▶ _TEXT PASSAGE_:
--------------------------------------------------

# Property FontSize

- Namespace
- BitMiracle.Docotic.Pdf

- Assembly
- BitMiracle.Docotic.Pdf.dll

### FontSize

Gets the scale factor of the font used to draw this chunk.

`public double FontSize { get; }`

#### Property Value

- double
The scale factor of the font used to draw this chunk.

#### Remarks

A font defines the glyphs for one standard size. This standard is arranged so that the nominal height of tightly spaced lines of text is 1 unit. In the default user coordinate system, this means the standard glyph size is 1 point (or 1 ⁄ 72 inch). The standard-size font must then be scaled to be usable.

This property retrieves the scale factor used to draw the text chunk. Usually, the FontSize property retrieves values like 10, 12, 14. But the FontSize might have an arbitrary value like 1, 1000, -1, -10. It's just a scale factor.

The final height of the text chunk depends on both FontSize and TransformationMatrix properties.

For a non-transformed text the TransformationMatrix is the identity
matrix (the IsIdentity() property is equal
to `true`

). In such a case the absolute text height is equal to
`Math.Abs(FontSize`

).

For a scaled text the TransformationMatrix looks like
`{ M11; 0; 0; M22; 0; 0 }`

. In such a case the absolute text height is equal to
`Math.Abs(TransformationMatrix.M22 * FontSize)`

.

--------------------------------------------------

▶ _Location annotation dataset excerpts_:
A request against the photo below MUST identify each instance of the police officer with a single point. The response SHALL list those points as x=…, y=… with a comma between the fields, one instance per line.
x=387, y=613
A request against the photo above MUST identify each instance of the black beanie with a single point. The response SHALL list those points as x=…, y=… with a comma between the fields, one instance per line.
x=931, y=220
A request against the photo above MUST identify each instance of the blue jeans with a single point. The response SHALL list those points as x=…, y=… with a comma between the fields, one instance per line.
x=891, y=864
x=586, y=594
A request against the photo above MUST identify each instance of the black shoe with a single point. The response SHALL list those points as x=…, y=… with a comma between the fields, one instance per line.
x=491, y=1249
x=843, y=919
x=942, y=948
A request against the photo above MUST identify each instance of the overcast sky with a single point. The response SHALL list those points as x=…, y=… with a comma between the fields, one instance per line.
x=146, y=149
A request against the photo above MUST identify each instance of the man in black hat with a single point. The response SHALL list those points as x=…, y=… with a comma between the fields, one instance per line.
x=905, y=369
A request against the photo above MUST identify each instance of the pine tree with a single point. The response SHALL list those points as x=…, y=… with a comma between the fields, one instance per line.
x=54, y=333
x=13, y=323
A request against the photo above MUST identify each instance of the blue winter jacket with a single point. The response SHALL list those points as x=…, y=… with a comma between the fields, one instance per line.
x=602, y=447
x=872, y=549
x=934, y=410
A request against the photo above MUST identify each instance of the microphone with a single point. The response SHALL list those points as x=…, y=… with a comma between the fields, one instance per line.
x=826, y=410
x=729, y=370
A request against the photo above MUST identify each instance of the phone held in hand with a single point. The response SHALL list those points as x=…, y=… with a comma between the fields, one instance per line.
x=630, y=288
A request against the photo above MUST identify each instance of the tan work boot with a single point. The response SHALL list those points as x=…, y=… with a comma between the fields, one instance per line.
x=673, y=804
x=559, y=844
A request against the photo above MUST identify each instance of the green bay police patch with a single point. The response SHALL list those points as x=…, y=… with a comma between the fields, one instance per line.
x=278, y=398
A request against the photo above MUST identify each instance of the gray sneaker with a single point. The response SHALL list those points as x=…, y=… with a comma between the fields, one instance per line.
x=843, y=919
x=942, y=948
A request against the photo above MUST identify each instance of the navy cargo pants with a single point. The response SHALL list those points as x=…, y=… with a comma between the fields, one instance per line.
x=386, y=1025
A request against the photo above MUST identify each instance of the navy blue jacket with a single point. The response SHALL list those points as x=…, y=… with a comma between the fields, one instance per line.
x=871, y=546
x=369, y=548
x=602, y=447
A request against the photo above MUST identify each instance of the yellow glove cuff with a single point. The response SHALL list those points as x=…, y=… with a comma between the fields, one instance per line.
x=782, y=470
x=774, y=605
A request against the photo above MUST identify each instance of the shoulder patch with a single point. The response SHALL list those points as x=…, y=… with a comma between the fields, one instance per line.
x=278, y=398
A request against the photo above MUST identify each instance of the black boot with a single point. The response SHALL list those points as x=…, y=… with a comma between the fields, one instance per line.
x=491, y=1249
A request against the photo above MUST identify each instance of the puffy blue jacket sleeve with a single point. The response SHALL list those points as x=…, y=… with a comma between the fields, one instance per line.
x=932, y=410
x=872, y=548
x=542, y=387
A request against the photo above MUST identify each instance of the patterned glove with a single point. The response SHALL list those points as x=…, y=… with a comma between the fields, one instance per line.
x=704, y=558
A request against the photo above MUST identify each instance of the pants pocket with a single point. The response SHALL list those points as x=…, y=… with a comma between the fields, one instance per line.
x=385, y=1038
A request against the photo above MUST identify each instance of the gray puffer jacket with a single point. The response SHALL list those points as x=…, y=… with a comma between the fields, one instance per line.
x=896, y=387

--------------------------------------------------

▶ _GOALS_:
(1) Reproduce the records word for word, starting with their first line and going on through the line with "x=586, y=594".
(2) Pick up the FontSize property documentation at its last sentence and continue writing it.

▶ _ANSWERS TO THE EXERCISE_:
(1)
A request against the photo below MUST identify each instance of the police officer with a single point. The response SHALL list those points as x=…, y=… with a comma between the fields, one instance per line.
x=387, y=613
A request against the photo above MUST identify each instance of the black beanie with a single point. The response SHALL list those points as x=…, y=… with a comma between the fields, one instance per line.
x=931, y=220
A request against the photo above MUST identify each instance of the blue jeans with a single point. The response SHALL list those points as x=…, y=… with a comma between the fields, one instance per line.
x=891, y=864
x=586, y=594

(2)
For an arbitrarily transformed text the TransformationMatrix
looks like `{ M11; M12; M21; M22; X; Y }`

. In such a case the absolute text height is
equal to
`(Math.Abs(FontSize) * Math.Sqrt(Math.Pow(TransformationMatrix.M21, 2) + Math.Pow(TransformationMatrix.M22, 2)))`

.

Let's try to understand the nature of this formula. At first, the matrix
`{ FontSize, 0, 0, FontSize, 0, 0 }`

is multiplied by the current
TransformationMatrix (current matrix being the right multiplier).
The resulting matrix is `{ M11 * FontSize; M12 * FontSize; M21 * FontSize; M22 * FontSize; X; Y }`

.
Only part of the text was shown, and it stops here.